# Task details:
Beginning at the line that contains "of the man in", transcribe the remaining lines of the listing exactly; include the final line and omit everything before.

--- begin Input data ---

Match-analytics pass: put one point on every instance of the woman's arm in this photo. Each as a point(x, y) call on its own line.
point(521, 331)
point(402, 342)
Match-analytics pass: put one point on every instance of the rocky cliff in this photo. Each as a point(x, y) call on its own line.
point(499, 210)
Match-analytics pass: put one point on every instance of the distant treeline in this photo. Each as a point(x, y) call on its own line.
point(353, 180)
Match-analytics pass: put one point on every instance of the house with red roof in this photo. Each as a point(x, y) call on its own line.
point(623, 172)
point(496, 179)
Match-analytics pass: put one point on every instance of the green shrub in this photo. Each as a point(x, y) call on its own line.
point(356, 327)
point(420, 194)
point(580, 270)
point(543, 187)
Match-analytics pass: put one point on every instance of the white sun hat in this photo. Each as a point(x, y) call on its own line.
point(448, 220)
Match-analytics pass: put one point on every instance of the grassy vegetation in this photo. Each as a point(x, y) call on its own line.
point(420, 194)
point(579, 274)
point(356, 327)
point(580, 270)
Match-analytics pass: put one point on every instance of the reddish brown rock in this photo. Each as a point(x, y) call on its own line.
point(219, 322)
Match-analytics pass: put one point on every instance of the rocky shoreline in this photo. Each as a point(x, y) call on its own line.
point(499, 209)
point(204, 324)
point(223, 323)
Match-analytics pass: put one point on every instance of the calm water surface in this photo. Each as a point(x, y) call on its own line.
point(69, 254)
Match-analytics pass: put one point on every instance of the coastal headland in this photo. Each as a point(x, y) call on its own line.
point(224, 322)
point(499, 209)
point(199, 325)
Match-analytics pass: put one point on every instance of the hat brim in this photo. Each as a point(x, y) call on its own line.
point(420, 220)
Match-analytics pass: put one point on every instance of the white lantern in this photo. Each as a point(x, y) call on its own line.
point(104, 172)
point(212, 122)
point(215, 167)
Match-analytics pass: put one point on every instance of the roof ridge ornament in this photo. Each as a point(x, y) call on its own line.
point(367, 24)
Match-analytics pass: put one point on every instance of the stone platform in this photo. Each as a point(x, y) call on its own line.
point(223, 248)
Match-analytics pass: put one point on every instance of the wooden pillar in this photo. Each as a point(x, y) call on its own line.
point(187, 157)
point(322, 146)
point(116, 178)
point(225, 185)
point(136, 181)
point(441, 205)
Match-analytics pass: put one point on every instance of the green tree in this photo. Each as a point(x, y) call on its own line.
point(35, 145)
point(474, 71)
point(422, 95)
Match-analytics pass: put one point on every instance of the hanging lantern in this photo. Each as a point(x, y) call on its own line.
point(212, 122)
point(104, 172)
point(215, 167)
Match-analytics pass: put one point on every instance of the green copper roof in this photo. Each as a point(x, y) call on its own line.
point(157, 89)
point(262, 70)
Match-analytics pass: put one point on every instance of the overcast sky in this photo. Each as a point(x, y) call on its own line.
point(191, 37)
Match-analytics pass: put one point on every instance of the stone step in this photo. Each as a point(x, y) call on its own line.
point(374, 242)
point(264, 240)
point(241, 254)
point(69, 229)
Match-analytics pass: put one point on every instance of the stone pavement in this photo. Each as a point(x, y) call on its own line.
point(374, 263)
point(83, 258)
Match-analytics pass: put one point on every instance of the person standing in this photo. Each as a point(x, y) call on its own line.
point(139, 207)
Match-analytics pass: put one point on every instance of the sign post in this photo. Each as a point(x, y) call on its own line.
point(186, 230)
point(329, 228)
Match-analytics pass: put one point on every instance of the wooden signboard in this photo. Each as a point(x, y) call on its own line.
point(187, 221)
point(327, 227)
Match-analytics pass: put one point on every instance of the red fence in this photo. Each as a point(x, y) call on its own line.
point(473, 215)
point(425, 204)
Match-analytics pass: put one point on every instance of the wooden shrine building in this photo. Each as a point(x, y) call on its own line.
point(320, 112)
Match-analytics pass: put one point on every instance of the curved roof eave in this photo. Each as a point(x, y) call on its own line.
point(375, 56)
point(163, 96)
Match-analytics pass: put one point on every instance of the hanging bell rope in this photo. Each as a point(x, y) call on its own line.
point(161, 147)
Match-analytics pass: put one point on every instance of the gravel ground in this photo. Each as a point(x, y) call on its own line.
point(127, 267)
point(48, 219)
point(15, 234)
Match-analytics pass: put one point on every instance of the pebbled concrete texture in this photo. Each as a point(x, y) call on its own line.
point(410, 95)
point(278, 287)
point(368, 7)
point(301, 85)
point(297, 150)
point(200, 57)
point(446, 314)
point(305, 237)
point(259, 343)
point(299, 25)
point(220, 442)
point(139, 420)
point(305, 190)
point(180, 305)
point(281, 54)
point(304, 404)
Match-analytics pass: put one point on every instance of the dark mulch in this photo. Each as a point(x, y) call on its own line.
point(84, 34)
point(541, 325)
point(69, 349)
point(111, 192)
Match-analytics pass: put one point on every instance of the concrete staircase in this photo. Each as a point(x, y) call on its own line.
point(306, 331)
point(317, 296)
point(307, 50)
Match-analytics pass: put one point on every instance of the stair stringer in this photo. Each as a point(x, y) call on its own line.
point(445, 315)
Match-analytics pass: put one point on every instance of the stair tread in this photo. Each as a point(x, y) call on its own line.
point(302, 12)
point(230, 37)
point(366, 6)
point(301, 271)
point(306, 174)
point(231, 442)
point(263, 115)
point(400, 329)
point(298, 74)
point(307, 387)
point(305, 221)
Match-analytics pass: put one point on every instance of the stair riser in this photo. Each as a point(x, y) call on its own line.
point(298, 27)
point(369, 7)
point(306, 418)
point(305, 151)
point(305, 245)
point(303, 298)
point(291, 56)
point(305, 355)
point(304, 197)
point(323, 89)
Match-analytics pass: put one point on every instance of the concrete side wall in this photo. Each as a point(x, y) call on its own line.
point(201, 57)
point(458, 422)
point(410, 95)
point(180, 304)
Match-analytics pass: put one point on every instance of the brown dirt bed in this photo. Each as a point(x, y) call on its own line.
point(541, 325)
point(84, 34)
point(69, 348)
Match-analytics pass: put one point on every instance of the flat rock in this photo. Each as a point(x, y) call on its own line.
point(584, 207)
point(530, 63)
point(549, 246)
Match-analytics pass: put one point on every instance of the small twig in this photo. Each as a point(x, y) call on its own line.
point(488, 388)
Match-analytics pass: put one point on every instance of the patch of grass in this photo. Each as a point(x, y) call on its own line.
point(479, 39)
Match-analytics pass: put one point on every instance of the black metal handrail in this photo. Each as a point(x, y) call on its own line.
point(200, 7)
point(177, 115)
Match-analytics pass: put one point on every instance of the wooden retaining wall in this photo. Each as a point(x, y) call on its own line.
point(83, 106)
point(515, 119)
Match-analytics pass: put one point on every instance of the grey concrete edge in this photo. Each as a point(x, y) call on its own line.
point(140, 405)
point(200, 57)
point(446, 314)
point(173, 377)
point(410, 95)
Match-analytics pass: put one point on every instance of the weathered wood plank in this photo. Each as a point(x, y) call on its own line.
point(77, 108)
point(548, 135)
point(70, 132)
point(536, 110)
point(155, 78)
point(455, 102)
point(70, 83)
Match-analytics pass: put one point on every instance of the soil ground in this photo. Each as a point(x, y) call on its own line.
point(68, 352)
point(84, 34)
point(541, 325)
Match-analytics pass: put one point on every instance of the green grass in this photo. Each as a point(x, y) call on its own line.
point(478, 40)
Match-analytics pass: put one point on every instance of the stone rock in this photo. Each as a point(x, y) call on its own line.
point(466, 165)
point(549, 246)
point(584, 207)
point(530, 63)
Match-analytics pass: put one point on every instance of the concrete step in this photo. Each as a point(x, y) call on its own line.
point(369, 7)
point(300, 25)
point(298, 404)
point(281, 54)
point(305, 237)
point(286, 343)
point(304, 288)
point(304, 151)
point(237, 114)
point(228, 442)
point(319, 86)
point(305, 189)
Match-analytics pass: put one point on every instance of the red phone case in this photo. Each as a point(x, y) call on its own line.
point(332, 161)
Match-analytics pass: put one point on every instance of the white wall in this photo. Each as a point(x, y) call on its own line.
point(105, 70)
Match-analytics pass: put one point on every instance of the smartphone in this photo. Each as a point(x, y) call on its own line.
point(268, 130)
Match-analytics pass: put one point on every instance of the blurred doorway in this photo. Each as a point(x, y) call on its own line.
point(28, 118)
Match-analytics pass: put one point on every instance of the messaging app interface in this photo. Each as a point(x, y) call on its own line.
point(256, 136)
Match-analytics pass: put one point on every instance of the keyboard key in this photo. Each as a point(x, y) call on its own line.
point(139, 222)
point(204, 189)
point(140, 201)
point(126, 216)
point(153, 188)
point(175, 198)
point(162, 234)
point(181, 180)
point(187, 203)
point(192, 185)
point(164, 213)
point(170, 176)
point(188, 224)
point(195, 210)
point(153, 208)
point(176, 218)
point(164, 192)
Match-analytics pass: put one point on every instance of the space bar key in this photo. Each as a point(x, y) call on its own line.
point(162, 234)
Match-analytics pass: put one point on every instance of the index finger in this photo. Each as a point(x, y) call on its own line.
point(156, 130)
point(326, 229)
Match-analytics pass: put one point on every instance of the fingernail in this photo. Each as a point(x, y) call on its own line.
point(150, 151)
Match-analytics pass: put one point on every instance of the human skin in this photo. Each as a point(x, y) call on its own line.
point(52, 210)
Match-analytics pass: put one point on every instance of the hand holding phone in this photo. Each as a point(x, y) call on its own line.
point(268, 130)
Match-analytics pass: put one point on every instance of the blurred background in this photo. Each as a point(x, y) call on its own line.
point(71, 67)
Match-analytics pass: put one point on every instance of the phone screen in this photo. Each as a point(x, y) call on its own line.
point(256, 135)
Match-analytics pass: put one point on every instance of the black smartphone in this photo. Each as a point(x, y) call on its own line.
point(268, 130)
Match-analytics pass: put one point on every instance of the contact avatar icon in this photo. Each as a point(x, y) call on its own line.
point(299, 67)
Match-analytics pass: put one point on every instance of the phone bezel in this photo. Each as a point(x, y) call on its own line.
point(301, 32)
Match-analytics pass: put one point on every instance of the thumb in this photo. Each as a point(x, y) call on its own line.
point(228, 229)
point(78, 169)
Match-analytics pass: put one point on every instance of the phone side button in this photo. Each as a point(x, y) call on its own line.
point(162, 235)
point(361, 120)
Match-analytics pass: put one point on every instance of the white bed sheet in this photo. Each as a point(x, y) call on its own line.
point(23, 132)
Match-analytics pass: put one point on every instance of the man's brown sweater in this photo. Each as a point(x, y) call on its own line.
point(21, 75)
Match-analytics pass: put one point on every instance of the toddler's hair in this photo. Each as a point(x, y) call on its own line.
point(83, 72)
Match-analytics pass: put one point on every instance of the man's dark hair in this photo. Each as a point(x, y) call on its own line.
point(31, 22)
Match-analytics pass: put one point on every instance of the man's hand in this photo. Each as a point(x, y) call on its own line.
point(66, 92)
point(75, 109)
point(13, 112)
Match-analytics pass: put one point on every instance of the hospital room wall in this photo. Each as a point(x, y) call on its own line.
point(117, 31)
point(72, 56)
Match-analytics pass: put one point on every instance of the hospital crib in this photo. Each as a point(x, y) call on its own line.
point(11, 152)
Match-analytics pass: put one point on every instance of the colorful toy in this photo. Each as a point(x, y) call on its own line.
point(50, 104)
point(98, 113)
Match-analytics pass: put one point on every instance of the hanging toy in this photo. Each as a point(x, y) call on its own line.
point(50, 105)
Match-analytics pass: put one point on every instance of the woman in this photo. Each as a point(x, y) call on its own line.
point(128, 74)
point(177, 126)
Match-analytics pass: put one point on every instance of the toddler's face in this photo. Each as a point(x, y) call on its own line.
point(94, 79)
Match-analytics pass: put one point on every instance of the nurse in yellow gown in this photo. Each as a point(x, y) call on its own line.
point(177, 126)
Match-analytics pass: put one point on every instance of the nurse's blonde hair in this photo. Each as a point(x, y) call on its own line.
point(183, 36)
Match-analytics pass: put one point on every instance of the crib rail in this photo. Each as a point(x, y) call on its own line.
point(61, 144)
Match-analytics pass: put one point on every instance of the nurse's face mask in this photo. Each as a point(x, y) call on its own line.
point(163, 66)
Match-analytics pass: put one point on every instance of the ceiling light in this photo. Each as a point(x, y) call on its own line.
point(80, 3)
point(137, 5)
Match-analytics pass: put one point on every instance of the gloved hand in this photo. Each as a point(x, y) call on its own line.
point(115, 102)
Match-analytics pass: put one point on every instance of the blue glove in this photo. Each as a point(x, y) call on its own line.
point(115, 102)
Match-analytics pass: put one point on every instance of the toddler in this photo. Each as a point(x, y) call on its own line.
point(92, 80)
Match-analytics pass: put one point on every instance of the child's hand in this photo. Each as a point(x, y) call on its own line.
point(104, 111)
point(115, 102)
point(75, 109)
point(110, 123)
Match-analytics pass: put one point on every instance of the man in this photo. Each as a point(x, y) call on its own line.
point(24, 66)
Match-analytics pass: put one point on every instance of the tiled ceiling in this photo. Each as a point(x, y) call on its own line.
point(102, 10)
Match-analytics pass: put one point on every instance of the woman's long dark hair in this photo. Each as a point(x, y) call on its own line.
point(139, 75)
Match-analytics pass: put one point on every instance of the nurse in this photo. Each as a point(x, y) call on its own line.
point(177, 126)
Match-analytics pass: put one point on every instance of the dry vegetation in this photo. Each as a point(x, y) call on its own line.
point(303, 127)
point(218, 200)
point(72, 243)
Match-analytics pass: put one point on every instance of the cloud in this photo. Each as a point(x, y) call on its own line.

--- end Input data ---

# Answer:
Match-analytics pass: put one point on every instance of the man in this photo. Each as a point(x, y) call on its own line.
point(24, 66)
Match-analytics pass: put one point on every instance of the tiled ceiling in this photo. Each as a point(x, y) call on its own line.
point(102, 10)
Match-analytics pass: put one point on every instance of the woman's long dark hair in this photo. Each as a point(x, y) call on its own line.
point(139, 75)
Match-analytics pass: put one point on every instance of the nurse in this photo. Each as a point(x, y) call on its own line.
point(177, 126)
Match-analytics pass: put one point on every instance of the dry vegetation in this photo. Each as a point(x, y) call on its own line.
point(303, 127)
point(218, 200)
point(72, 243)
Match-analytics pass: put one point on every instance of the cloud in this photo. Each as a point(x, y) call on its own line.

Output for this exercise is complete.